**RECORDS SHOWN:**

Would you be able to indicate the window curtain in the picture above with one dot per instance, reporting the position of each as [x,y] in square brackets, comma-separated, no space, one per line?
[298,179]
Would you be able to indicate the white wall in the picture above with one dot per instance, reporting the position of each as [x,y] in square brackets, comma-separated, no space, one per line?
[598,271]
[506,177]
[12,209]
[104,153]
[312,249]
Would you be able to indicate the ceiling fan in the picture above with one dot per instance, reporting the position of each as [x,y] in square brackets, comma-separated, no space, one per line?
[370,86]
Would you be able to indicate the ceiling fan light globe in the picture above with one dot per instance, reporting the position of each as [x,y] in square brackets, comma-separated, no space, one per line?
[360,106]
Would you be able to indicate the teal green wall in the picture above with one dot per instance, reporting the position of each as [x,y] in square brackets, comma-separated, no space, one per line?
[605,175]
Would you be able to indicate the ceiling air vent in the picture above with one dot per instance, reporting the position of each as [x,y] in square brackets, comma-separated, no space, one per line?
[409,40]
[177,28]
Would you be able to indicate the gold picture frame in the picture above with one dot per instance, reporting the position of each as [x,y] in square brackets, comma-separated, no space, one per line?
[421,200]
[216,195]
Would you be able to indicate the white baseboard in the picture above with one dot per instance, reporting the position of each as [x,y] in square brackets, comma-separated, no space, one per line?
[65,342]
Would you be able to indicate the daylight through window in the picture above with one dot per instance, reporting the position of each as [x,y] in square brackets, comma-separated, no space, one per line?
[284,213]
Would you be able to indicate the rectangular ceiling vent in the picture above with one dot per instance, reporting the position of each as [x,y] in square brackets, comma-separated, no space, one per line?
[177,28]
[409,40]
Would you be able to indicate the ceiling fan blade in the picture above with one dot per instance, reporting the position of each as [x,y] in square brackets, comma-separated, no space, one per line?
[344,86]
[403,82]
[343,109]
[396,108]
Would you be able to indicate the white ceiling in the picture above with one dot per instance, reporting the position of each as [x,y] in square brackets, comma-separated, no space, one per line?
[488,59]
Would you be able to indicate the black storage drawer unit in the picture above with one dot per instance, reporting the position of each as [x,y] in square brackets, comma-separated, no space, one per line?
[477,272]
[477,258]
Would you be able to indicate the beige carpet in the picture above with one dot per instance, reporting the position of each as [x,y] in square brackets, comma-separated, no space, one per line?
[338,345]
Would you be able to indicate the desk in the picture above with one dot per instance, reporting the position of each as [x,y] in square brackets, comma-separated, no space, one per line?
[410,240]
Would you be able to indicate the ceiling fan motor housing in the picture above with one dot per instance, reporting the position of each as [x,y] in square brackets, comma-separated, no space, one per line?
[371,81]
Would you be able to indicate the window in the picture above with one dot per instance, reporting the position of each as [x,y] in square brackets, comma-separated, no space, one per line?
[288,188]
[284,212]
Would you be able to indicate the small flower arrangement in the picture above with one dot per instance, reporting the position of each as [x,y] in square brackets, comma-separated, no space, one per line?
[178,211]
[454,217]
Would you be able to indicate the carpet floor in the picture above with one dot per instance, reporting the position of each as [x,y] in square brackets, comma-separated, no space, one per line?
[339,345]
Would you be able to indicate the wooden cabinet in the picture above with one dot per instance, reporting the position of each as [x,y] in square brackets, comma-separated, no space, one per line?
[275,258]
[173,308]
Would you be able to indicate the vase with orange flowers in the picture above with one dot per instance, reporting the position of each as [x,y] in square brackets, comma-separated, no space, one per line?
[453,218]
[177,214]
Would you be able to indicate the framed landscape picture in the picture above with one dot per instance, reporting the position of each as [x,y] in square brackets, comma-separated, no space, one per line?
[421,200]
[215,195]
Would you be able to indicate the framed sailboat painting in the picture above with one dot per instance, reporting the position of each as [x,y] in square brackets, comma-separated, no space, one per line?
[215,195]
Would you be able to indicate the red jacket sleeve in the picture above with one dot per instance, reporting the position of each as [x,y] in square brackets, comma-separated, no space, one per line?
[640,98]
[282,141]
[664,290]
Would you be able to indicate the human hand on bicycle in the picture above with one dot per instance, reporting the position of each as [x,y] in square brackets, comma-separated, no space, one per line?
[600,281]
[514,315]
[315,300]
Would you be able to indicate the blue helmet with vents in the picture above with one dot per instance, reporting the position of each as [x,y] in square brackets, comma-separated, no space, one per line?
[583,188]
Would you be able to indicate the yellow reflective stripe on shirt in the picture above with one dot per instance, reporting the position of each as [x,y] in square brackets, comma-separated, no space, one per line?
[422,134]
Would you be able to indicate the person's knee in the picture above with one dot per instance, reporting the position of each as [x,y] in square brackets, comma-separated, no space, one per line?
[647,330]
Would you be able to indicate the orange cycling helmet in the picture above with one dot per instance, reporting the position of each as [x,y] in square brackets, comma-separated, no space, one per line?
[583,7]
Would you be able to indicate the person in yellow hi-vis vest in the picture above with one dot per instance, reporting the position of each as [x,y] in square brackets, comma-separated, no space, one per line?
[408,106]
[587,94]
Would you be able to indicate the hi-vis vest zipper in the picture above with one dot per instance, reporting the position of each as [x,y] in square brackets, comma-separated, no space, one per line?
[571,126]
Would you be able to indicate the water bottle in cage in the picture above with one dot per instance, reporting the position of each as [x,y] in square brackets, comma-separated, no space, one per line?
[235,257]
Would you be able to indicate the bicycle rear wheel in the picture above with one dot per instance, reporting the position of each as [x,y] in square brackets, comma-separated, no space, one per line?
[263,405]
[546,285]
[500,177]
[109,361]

**TASK OBJECTIVE:**
Output every entry exactly as it appears.

**OUTPUT OF THE TASK:**
Would you be able to indicate the window curtain in the picture above with one dot per instance, reporting the position of each as [x,y] in square brackets, comma-separated, no space, one per line?
[298,179]
Would you be able to indicate the white wall in the picture above with one dot per instance, reporting the position of each as [x,y] in square brackets, comma-separated, no space, one per line?
[598,271]
[506,177]
[12,209]
[104,153]
[312,249]
Would you be able to indicate the ceiling fan in the picture above with one dot per instance, reporting the position of each as [x,y] in square brackets, comma-separated, no space, one per line?
[370,86]
Would you be able to indicate the ceiling fan light globe in the picture above with one dot per instance, reporting the position of each as [x,y] in square brackets, comma-separated, no space, one per line?
[360,106]
Would you be able to indicate the teal green wall in the picture above with one dot per instance, reporting the position of each as [x,y] in square brackets, comma-separated, no space, one per line?
[605,175]
Would you be able to indicate the ceiling air vent in the picture above with one dot per instance, reporting the position of each as [x,y] in square brackets, comma-separated, no space, one per line?
[409,40]
[177,28]
Would you be able to indicate the gold picture frame in the picture above with one dot per instance, reporting the position of each as [x,y] in square brackets, comma-separated, no space, one per line?
[421,200]
[216,195]
Would you be able to indicate the white baseboard in the picture above with one dot per instance, reporting the position of each as [x,y] in square brackets, comma-separated, no space, one per line?
[65,342]
Would you be able to indicate the daylight through window in the picture above with one dot per instance, reporting the position of each as [x,y] in square brackets, comma-separated, no space, one per line?
[284,213]
Would you be able to indicate the rectangular ceiling vent in the picture above with one dot per instance, reporting the position of each as [x,y] in square brackets, comma-separated, no space, one per line?
[177,28]
[409,40]
Would you be able to indicate the ceiling fan blade in the picture above with one dot per instance, reporting the position of each as [x,y] in square brackets, comma-separated, no space, one per line?
[344,86]
[403,82]
[343,109]
[396,108]
Would you be able to indicate the white ceiling in the picture above with one dot per instance, reporting the position of each as [x,y] in square brackets, comma-separated, no space, one per line?
[488,59]
Would you be able to indicate the black storage drawer unit in the picture above with one dot per instance, reporting the position of each as [x,y] in square brackets, comma-separated, no space, one per line?
[477,272]
[477,258]
Would you be able to indicate the beige carpet in the picture above with one dot per instance, reporting the position of each as [x,y] in square brackets, comma-separated, no space, one per line?
[338,345]
Would you be able to indicate the desk in the picture above with one dot per instance, reporting the position of each as [x,y] in square brackets, comma-separated, no space, one per line?
[410,240]
Would you be able to indicate the ceiling fan motor housing in the picture above with one dot per instance, reporting the position of each as [x,y] in square brackets, comma-separated, no space, one per line?
[371,81]
Would you be able to indicate the window in the picture above with one dot per instance, reporting the position of each as [x,y] in square brackets, comma-separated, no space, one per line?
[288,188]
[284,212]
Would you be able to indicate the small flower arrangement in the picture above with one dot per instance, reporting the position of each as [x,y] in square brackets, comma-separated, no space, one per line?
[178,211]
[454,217]
Would you be able to indicate the carpet floor in the picture above with one dot per instance, reporting the position of each as [x,y] in square brackets, comma-separated, no space, one per line?
[339,345]
Would you be able to indicate the wooden cabinet in the picture above with one dot per instance, reporting the position of each as [x,y] in square brackets, comma-separated, no space, one per line?
[275,258]
[173,308]
Would you be able to indicate the vase with orange flowers in the picture above with one dot per instance, reporting the position of each as [x,y] in square brackets, comma-separated, no space, one per line?
[453,218]
[177,214]
Would you be able to indicate the framed landscape picture in the picture above with one dot per instance, reporting the position of each as [x,y] in square brackets, comma-separated, no space, one per line?
[421,200]
[215,195]
Would you be able to indicate the framed sailboat painting in the picture above with one dot per instance, reporting the position of each as [x,y] in square brackets, comma-separated, no space, one per line?
[215,195]
Would you be able to indicate the red jacket sleeve in the picture above with one dot per instance, reporting the position of each as [x,y] in square brackets, comma-separated, no space, one per line?
[640,98]
[282,141]
[664,290]
Would you be able to indicate the human hand on bicycle in the picture above with one dot per instance, reporting the position of each as [x,y] in square brackets, comma-separated, no space, one per line?
[600,281]
[514,315]
[315,300]
Would you be able to indicate the blue helmet with vents in the picture above with one dot per instance, reporting the position of each as [x,y] in square brackets, comma-separated, no space, one per line?
[583,188]
Would you be able to indicate the yellow reflective stripe on shirt in the picture above with one dot per instance, reporting the position of each as [x,y] in square brackets, comma-separated, no space, one per line?
[422,134]
Would you be able to indicate the person's knee in the picture above with one dot per instance, reporting the position of each as [x,y] in square brackets, comma-separated, no space, one per line?
[647,330]
Would you be able to indicate the orange cycling helmet in the picture above with one dot per instance, reporting the position of each as [x,y] in square brackets, comma-separated, no space, one per line?
[583,7]
Would you be able to indicate the person in yellow hi-vis vest in the picture above with one dot per instance, reporting the position of each as [x,y] in square brackets, comma-separated, no space, one per line?
[408,106]
[587,94]
Would you be able to indicate the hi-vis vest zipper in the picture above with one dot per instance, reporting the position of each as [x,y] in square brackets, comma-separated, no space, one per line?
[571,126]
Would you be able to indicate the water bottle in cage in the picture above with one dot per instance, reporting the position of each as [x,y] in square brackets, comma-separated, no space, one per line?
[235,257]
Would you be able to indicate the bicycle rear wheel in the picture above with one dot per instance, reporting the position of each as [x,y] in square brackets, comma-separated, no space, one per line?
[263,405]
[546,285]
[500,177]
[109,361]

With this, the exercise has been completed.